(SUPPLIED PASSAGE begins)
What the french toast?
It appears the panic attacks have returned. See, the thing about my panic attacks is most of the time they aren't situational. I mean sure, sometimes they are--right before surgery, I knew that's what was causing the anxiety. But usually, I don't have one thing I can pin point that I can focus on to tell myself not to worry to relieve the anxiety. They just appear...out of nowhere, at any time, kind of like when Harry Potter removes his invisibility cloak.
I've always had trouble sleeping. I mean, for as long as I can remember. I've tried OTC sleeping pills, I've tried ambien, I've tried tea, I've tried melatonin...you name it I probably have tried it. Most of the time, I can fall asleep easily, but then I wake up in the middle of the night. Lately, it's been not even being able to fall asleep. I'm so exhausted and I want to close my eyes, and then just as I start to fall asleep, PANIC! My legs get weird, like I feel like I just can't stretch my legs enough and I start to feel like someone is sitting on my chest, and then I have to get up and walk around. I wonder if I have Restless Leg Syndrome sometimes. But I think it's more my anxiety and how it manifests? Who knows.
(SUPPLIED PASSAGE ends)
(DATA FOR REVIEW begins)
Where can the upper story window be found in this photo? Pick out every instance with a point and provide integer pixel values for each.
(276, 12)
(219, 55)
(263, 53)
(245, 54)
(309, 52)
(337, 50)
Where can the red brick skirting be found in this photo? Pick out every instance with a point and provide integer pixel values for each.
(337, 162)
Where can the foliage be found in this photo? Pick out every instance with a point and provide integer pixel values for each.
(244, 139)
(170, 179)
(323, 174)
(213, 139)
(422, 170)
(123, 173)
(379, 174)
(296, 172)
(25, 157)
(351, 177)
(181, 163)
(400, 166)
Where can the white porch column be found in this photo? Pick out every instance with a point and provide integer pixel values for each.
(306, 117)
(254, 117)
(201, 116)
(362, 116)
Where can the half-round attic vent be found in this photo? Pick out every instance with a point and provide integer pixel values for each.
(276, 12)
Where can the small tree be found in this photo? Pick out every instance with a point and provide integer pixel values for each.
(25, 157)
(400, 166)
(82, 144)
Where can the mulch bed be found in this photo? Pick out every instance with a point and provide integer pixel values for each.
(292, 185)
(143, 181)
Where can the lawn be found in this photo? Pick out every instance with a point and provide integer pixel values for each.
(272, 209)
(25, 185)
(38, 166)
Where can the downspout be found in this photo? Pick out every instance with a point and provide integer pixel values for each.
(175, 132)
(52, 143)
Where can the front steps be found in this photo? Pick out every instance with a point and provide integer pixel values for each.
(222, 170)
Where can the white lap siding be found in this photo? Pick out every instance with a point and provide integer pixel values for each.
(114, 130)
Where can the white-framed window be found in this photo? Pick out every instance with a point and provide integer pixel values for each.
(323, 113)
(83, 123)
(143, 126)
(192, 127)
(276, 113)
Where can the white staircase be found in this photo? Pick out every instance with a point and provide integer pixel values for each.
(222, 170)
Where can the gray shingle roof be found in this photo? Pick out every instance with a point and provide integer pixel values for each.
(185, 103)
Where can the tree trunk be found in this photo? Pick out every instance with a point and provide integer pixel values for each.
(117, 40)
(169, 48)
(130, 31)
(DATA FOR REVIEW ends)
(DATA FOR REVIEW begins)
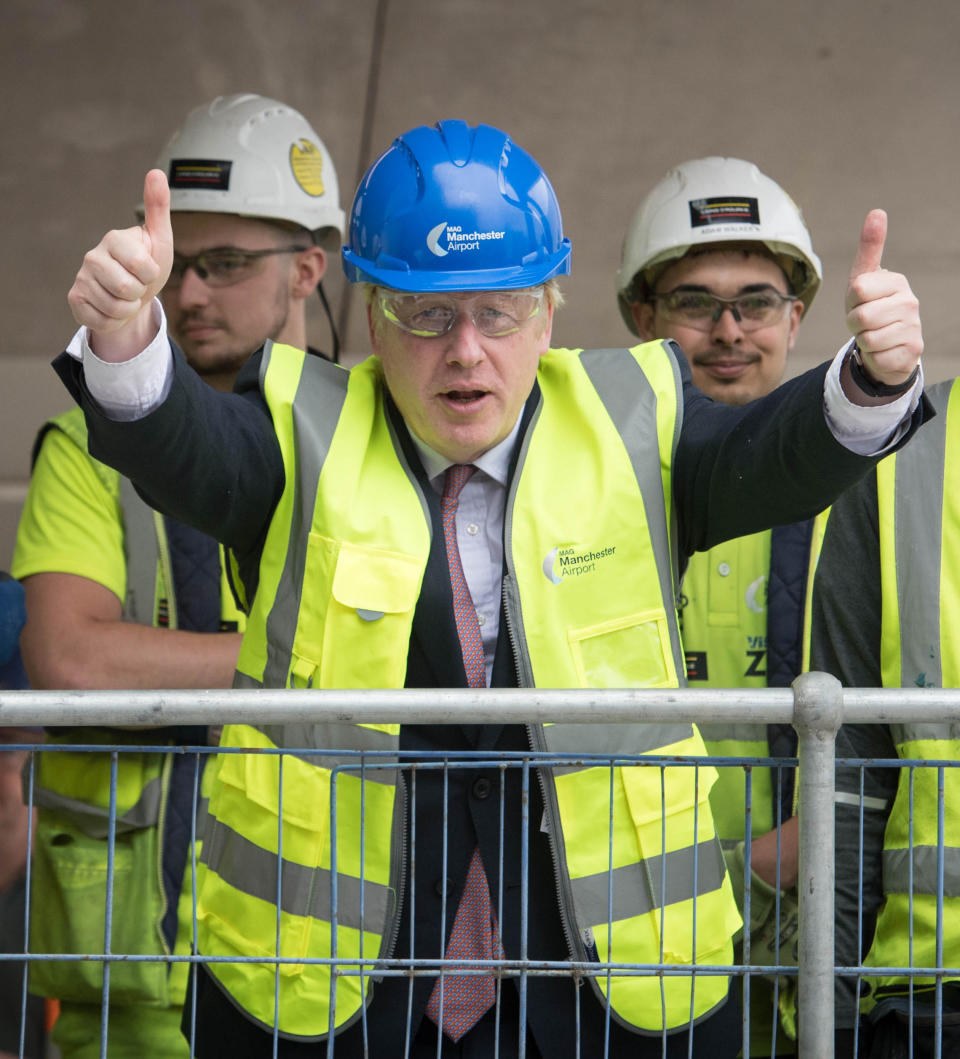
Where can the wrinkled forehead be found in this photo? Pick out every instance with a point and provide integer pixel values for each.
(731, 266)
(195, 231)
(DATA FOR REVIEW ends)
(DATA FOR REVIEW begins)
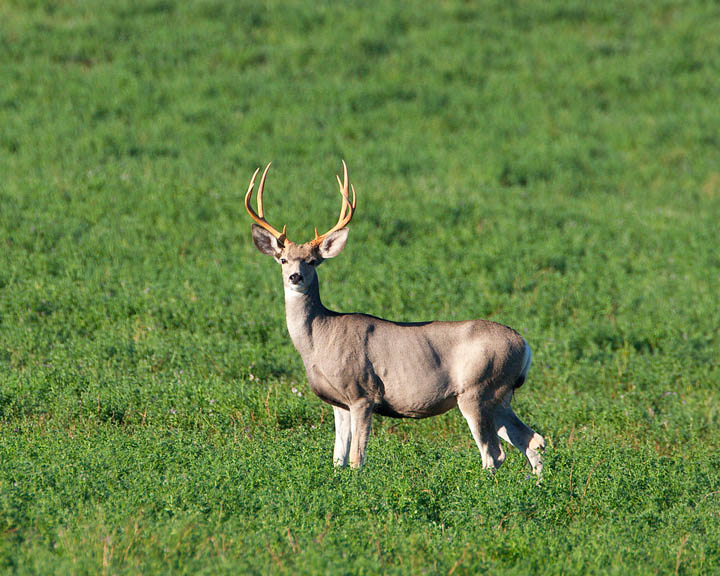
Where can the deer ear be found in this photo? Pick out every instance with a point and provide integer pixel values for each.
(DATA FOR REVIEW ends)
> **EXERCISE DIRECTIONS**: In the post about panic attacks and sleep, what condition does the writer sometimes wonder about having? The data is separate material, unrelated to the text.

> **YOUR SOLUTION**: Restless Leg Syndrome.